- _Provided text_:
* * * * *

Thank you for your efforts in reviewing our article and providing constructive feedback. We’d like to reply to your concerns in detail.
Q1: Potential Scalability Concerns. The paper does not provide insights into how this method scales with larger, more complex datasets.
A1: We appreciate the insightful suggestion from the reviewer. In response to their input, we conducted experiments on DomainNet [R1], a large-scale domain adaptation dataset consisting of around 0.6 million images distributed across 345 categories. Each domain involves 40,000 images for training and 8,000 images for testing. Our continual domain adaptation task was created using five diverse domains from DomainNet: Clipart → Real → Infograph → Sketch → Painting. The experimental methodology closely followed the protocol established in prior PCL research. The outcomes of these experiments are presented in the table below.
| Method (Dataset: DomainNet) | Acc (%) | Forgetting score |
|---|---|---|
| UppderBound | 79.65 | - |
| FT | 18.00 ± 0.26 | 43.55 ± 0.27 |
| ER | 58.32 ± 0.47 | 26.25 ± 0.24 |
| L2P | 69.58 ± 0.39 | 2.25 ± 0.08 |
| Deep L2P | 70.54 ± 0.51 | 2.05 ± 0.07 |
| DualPrompt | 70.73 ± 0.49 | 2.03 ± 0.22 |
| CODA | 73.24 ± 0.59 | 3.46 ± 0.09 |
| OS-Prompt | 72.24 ± 0.13 | 2.94 ± 0.02 |
| OS-Prompt++ | 73.32 ± 0.32 | 2.07 ± 0.06 |
Our method (OS-prompt and OS-propmt++) achieves comparable performance compared to the previous PCL methods with ~50% inference computational cost. These results affirm the practical viability of our approach, indicating its applicability in real-world scenarios. We have added the results in the Appendix.

* * * * *

- _Information given_:
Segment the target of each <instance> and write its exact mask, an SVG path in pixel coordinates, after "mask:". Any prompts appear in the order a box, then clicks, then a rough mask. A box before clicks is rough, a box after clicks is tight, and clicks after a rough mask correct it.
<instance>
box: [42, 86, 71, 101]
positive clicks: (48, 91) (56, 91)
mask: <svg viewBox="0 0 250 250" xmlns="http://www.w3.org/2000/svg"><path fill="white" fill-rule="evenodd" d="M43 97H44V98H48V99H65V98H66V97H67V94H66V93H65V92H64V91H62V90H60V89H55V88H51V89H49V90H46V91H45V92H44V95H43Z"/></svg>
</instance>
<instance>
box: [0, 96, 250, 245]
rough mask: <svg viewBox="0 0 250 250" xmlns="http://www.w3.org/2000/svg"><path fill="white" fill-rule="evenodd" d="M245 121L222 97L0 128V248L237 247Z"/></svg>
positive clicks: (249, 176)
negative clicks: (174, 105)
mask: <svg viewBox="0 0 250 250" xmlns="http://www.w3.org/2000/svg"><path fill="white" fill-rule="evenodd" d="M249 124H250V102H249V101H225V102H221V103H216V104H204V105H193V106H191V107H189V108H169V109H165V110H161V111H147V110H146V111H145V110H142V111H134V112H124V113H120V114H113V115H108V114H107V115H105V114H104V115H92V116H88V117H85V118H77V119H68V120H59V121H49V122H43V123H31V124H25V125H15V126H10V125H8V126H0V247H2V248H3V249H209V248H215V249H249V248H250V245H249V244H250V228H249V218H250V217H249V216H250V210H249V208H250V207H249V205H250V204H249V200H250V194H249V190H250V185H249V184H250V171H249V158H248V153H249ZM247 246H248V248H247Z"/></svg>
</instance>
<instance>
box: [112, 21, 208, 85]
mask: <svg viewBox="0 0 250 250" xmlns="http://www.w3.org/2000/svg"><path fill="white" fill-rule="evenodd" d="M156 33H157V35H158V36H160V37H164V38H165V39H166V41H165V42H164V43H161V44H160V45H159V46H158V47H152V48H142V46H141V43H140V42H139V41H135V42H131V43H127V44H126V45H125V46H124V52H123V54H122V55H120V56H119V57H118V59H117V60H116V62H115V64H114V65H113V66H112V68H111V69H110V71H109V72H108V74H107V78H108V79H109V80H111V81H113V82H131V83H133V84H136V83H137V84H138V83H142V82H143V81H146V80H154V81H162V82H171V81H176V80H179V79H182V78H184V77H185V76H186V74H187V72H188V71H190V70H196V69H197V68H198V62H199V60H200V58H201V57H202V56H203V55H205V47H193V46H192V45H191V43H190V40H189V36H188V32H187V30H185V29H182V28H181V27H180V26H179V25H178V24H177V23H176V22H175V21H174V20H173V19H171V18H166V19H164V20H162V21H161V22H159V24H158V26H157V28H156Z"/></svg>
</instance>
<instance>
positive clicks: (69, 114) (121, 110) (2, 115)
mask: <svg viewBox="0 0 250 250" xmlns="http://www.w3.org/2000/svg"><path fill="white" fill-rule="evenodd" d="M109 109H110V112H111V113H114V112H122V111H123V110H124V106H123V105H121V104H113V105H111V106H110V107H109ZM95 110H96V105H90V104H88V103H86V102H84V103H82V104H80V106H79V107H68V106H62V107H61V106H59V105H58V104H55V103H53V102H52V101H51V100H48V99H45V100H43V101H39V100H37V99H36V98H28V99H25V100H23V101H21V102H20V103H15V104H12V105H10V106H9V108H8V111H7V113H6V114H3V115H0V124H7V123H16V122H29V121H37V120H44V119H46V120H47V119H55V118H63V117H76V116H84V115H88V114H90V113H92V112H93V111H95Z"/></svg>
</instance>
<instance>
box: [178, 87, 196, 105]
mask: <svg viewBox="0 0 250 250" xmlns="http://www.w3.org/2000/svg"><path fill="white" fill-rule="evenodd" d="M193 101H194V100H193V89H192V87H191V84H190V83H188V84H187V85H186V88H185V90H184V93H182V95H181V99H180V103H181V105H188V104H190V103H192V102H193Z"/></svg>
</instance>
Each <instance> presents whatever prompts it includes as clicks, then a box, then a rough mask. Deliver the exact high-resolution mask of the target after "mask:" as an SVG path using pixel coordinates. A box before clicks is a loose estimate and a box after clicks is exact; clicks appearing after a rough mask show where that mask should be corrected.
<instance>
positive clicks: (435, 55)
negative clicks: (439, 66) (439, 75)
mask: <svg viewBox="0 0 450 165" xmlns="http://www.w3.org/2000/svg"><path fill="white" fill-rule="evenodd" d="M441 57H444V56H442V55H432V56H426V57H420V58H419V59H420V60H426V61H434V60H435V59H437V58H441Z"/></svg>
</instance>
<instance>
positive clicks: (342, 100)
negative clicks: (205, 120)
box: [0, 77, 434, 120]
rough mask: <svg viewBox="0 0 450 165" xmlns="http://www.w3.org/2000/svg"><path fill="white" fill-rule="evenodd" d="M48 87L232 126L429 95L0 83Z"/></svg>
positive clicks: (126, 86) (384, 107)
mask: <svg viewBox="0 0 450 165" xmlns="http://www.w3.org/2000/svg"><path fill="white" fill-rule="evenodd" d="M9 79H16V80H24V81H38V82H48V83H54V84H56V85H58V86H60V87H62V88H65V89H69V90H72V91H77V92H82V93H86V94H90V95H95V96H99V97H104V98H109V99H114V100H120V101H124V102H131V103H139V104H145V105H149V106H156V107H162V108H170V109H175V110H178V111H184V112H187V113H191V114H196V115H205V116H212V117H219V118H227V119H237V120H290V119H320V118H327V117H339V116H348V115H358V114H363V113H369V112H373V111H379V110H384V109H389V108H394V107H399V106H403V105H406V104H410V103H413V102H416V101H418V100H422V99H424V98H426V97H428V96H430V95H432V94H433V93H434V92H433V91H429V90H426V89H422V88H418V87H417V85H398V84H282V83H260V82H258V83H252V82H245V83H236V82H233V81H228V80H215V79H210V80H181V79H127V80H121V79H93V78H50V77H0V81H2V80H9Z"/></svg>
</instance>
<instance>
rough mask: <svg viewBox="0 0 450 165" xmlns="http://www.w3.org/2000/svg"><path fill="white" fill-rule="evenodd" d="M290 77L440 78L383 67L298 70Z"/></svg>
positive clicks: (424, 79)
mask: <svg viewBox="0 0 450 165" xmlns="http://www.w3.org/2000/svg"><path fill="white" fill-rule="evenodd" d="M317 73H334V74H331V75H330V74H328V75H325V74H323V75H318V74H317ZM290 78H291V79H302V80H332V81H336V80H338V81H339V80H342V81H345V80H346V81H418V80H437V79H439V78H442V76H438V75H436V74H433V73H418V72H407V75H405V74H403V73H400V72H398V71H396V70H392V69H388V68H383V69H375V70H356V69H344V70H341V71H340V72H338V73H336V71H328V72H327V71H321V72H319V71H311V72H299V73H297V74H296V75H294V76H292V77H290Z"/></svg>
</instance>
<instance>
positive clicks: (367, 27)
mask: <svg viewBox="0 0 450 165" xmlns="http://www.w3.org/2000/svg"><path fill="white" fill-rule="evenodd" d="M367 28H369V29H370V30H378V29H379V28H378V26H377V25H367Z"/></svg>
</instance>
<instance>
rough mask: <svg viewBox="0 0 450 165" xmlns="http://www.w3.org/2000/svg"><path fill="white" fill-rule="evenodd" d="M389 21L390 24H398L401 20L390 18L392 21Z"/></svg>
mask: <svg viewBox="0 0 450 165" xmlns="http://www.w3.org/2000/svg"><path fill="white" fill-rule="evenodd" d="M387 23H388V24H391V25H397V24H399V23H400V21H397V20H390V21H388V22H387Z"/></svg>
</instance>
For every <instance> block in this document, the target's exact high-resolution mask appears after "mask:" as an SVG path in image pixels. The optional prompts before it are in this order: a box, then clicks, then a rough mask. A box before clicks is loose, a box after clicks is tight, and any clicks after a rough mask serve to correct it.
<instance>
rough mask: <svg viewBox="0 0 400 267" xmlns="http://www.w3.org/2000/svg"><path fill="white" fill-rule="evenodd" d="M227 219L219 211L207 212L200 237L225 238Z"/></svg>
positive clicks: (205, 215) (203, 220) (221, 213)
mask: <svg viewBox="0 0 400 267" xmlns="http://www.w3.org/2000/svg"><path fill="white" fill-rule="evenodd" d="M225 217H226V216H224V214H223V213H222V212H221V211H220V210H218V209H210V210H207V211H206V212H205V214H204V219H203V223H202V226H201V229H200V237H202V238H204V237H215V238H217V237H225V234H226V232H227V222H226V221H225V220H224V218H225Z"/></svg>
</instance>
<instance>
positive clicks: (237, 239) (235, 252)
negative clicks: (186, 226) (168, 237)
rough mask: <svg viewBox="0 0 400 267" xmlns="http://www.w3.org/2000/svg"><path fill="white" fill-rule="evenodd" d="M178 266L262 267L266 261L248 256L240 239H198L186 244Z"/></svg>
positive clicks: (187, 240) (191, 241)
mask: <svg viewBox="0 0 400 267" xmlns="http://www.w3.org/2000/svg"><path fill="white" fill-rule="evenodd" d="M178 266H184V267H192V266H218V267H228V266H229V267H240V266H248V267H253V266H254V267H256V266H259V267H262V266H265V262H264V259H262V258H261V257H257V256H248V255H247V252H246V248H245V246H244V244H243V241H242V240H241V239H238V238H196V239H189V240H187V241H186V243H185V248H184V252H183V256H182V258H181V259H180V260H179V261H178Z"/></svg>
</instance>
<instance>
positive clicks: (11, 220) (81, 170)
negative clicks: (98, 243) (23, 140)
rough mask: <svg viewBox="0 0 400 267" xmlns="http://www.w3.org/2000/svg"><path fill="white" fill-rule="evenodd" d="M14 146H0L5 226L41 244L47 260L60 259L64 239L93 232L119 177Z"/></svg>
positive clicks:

* * * * *

- _Task 1_: Summarize the rebuttal reply in two sentences.
- _Task 2_:
Answer these questions from the rebuttal reply.
(a) How many categories does DomainNet span?
(b) In what order are the five domains arranged in the continual domain adaptation task?
(c) What forgetting score is listed for L2P?
- _Task 3_:
Decide whether each statement agrees with the rebuttal reply. Answer yes or no, and quote the deciding words.
(a) Each DomainNet domain has 10,000 training images.
(b) The experimental methodology departed from the protocol of prior PCL research.
(c) The new results have been added to the Appendix.

- _Your solution 1_: In response to a concern about scalability, the authors ran experiments on DomainNet, a large-scale domain adaptation dataset of around 0.6 million images in 345 categories, using a five-domain continual sequence and following the protocol of prior PCL research. They report that their method achieves performance comparable to previous PCL methods with about 50% of the inference computational cost, and they have added the results to the Appendix.

- _Your solution 2_:
(a) 345 categories.
(b) Clipart → Real → Infograph → Sketch → Painting.
(c) 2.25 ± 0.08.

- _Your solution 3_:
(a) No: "Each domain involves 40,000 images for training and 8,000 images for testing."
(b) No: "The experimental methodology closely followed the protocol established in prior PCL research."
(c) Yes: "We have added the results in the Appendix."